## YOUR TASK
For this exercise, reproduce each entry below exactly, excluding pictures.

## INPUT DATA
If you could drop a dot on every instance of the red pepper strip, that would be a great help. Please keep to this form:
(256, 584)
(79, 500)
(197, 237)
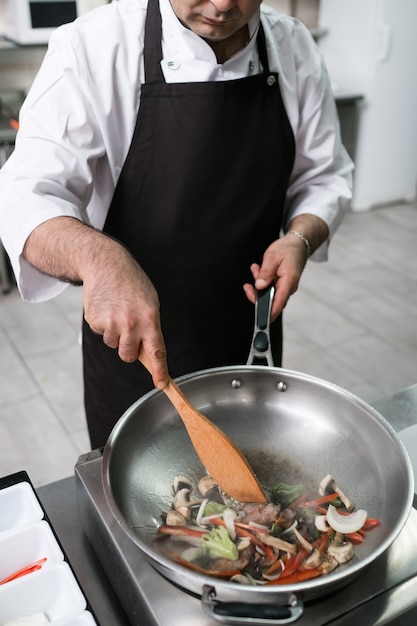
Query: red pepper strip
(321, 500)
(298, 502)
(28, 569)
(241, 532)
(196, 568)
(321, 543)
(166, 529)
(296, 577)
(371, 522)
(253, 529)
(294, 563)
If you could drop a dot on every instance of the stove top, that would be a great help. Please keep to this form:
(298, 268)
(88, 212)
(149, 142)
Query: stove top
(387, 589)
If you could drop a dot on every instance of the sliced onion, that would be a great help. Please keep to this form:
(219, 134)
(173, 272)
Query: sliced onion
(346, 523)
(192, 554)
(290, 528)
(258, 526)
(200, 512)
(320, 522)
(229, 517)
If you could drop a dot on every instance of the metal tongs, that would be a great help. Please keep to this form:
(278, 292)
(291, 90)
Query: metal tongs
(260, 352)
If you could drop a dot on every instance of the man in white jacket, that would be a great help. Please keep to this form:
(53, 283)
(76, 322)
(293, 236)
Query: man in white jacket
(170, 153)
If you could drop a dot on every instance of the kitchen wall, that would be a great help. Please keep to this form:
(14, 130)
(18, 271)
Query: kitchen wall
(19, 65)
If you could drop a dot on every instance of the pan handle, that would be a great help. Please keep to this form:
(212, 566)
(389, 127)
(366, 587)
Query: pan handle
(260, 352)
(241, 613)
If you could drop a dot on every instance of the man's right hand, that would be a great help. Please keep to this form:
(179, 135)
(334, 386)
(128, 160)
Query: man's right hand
(120, 302)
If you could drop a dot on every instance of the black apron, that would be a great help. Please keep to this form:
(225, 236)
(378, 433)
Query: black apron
(200, 198)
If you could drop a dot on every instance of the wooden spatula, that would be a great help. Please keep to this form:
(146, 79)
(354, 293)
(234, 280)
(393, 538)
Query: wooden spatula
(219, 455)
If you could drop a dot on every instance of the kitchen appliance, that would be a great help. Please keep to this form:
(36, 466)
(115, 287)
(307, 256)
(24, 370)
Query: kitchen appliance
(32, 21)
(369, 48)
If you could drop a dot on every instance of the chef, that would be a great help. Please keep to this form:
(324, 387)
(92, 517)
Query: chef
(173, 155)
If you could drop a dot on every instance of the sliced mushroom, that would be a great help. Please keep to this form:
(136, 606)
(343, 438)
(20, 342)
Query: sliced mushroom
(329, 485)
(314, 559)
(206, 485)
(340, 549)
(182, 502)
(328, 564)
(241, 579)
(277, 543)
(182, 482)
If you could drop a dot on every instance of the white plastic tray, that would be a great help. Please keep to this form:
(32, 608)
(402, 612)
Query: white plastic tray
(26, 536)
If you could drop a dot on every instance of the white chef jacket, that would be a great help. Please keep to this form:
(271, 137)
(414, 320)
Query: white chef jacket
(77, 122)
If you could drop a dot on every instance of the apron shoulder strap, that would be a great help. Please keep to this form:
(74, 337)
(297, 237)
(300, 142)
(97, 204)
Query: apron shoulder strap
(152, 46)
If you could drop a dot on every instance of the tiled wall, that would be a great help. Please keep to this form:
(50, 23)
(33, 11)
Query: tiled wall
(306, 10)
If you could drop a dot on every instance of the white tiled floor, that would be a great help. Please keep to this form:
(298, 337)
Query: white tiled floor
(353, 322)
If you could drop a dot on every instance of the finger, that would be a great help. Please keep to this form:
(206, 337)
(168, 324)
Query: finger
(250, 292)
(111, 339)
(128, 348)
(155, 361)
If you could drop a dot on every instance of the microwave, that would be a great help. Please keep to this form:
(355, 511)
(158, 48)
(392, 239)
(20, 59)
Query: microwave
(29, 22)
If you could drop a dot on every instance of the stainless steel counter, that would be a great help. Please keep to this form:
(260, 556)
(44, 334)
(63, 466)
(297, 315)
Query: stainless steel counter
(60, 502)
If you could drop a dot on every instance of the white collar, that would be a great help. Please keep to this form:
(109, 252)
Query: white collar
(184, 42)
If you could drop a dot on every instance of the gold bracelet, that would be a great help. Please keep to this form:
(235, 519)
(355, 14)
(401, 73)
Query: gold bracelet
(303, 238)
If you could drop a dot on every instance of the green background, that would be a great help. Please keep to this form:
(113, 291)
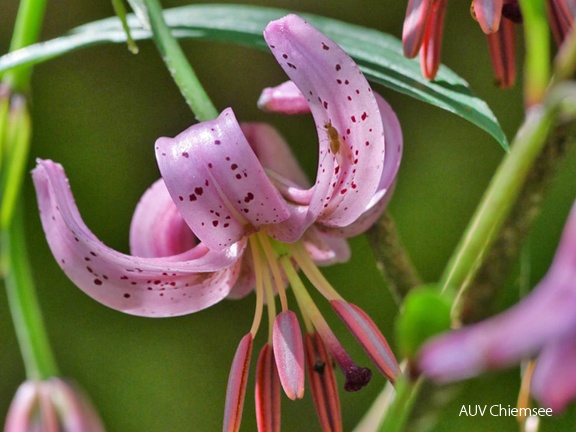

## SOLUTION
If you could drop a dot on every instance of the red pepper strip, that would be a great help. Please keep to this form:
(256, 584)
(79, 500)
(197, 237)
Query: red pepper strip
(321, 500)
(298, 502)
(28, 569)
(241, 532)
(196, 568)
(321, 543)
(166, 529)
(296, 577)
(371, 522)
(253, 529)
(294, 563)
If you could drop a dot on every instance of the stove top, that would be a great help. Please keep to this form:
(298, 268)
(88, 212)
(149, 142)
Query: stove top
(387, 589)
If you could drop a dot on every instance of the sliced onion, that would be a great help. Please keep to this form:
(219, 134)
(173, 272)
Query: sliced onion
(346, 523)
(192, 554)
(290, 528)
(258, 526)
(200, 512)
(320, 522)
(229, 517)
If you could drop a dot on every instance of the metal tongs, that would be a great help. Please keep to this form:
(278, 292)
(291, 90)
Query: metal tongs
(260, 352)
If you could drop a dot on every instance of the man in white jacket, that would be a great help. Please keep to this form:
(53, 283)
(76, 322)
(293, 236)
Query: man in white jacket
(170, 153)
If you could drop a dot on every instance of the kitchen wall, that would be a great help. Please keep to this form:
(14, 130)
(18, 271)
Query: kitchen wall
(19, 65)
If you could drop a dot on every instance of the pan handle, that would be a great help. Please keep to this form:
(212, 566)
(389, 127)
(366, 587)
Query: pan handle
(260, 352)
(241, 613)
If you could drop a dot on every instance of the man's right hand, that would be a great help. Please keep to this form:
(179, 135)
(334, 386)
(128, 160)
Query: man's right hand
(120, 302)
If you could drop a dot on every instance of the black apron, that would be a great help. Please keep to this form:
(225, 236)
(378, 433)
Query: black apron
(200, 198)
If you could drop a dot on every instance of the wooden spatula, that would be a great help. Please keep to this form:
(146, 79)
(354, 293)
(234, 280)
(393, 538)
Query: wooden spatula
(219, 455)
If you could drop a dot on every instance of the kitchen appliance, that would be a great help. Please keep to this form:
(36, 466)
(115, 287)
(307, 256)
(24, 370)
Query: kitchen appliance
(32, 21)
(369, 48)
If you could drop a dot on every instance of the chef, that would be a great help. Please keep to this form:
(324, 387)
(92, 517)
Query: chef
(173, 155)
If you could drop a dot on every instance of the sliced mushroom, that would be a great help. Please keep to this form:
(136, 606)
(343, 438)
(20, 342)
Query: sliced mushroom
(329, 485)
(314, 559)
(206, 485)
(340, 549)
(182, 502)
(328, 564)
(241, 579)
(277, 543)
(182, 482)
If you could drop a dot on every instance of the white plastic tray, that would be a great help. Please keep to this form:
(32, 608)
(402, 612)
Query: white plastic tray
(26, 536)
If you could drop a dot on every instance of the white chef jacket, that would be a great help. Please keep to this form:
(271, 137)
(414, 320)
Query: white chef jacket
(77, 122)
If you could drop a dot on every instance of the apron shoulder strap, that would be a great help. Please keep to this form:
(74, 337)
(297, 237)
(300, 142)
(97, 204)
Query: apron shoulder strap
(152, 46)
If you could drop a dot on every instance of the tiled wall, that would be a great help. Please keep to this form:
(50, 23)
(33, 11)
Query: tiled wall
(306, 10)
If you could drop a dot on every instance of the white tiled floor, that would be a great help. Please keep to this form:
(298, 337)
Query: white tiled floor
(353, 322)
If you could drop a dot on every instance of the finger, that would be a great help. Please keep to this form:
(206, 337)
(168, 324)
Query: finger
(250, 292)
(111, 339)
(128, 348)
(155, 361)
If you could drop a dot on every instance of the microwave, that would be a great help. Please keep to this form:
(355, 511)
(158, 48)
(392, 239)
(20, 59)
Query: microwave
(29, 22)
If you could drop a dot on every instance of the stainless steel counter, that would be a great help. Please keep to this form:
(260, 556)
(44, 334)
(63, 466)
(297, 315)
Query: stainless steel counter
(60, 502)
If you could drop a dot on every instance of the white collar, that would be a great help. Please keep to this form:
(109, 252)
Query: white collar
(184, 42)
If you could drop a dot on every instance of the gold bracelet, that would be a great help. Please keep to this form:
(235, 519)
(355, 14)
(401, 73)
Query: gold bracelet
(303, 238)
If you could drop a dot on every instance of the green background, that would be a great help. Please keep to this form:
(113, 291)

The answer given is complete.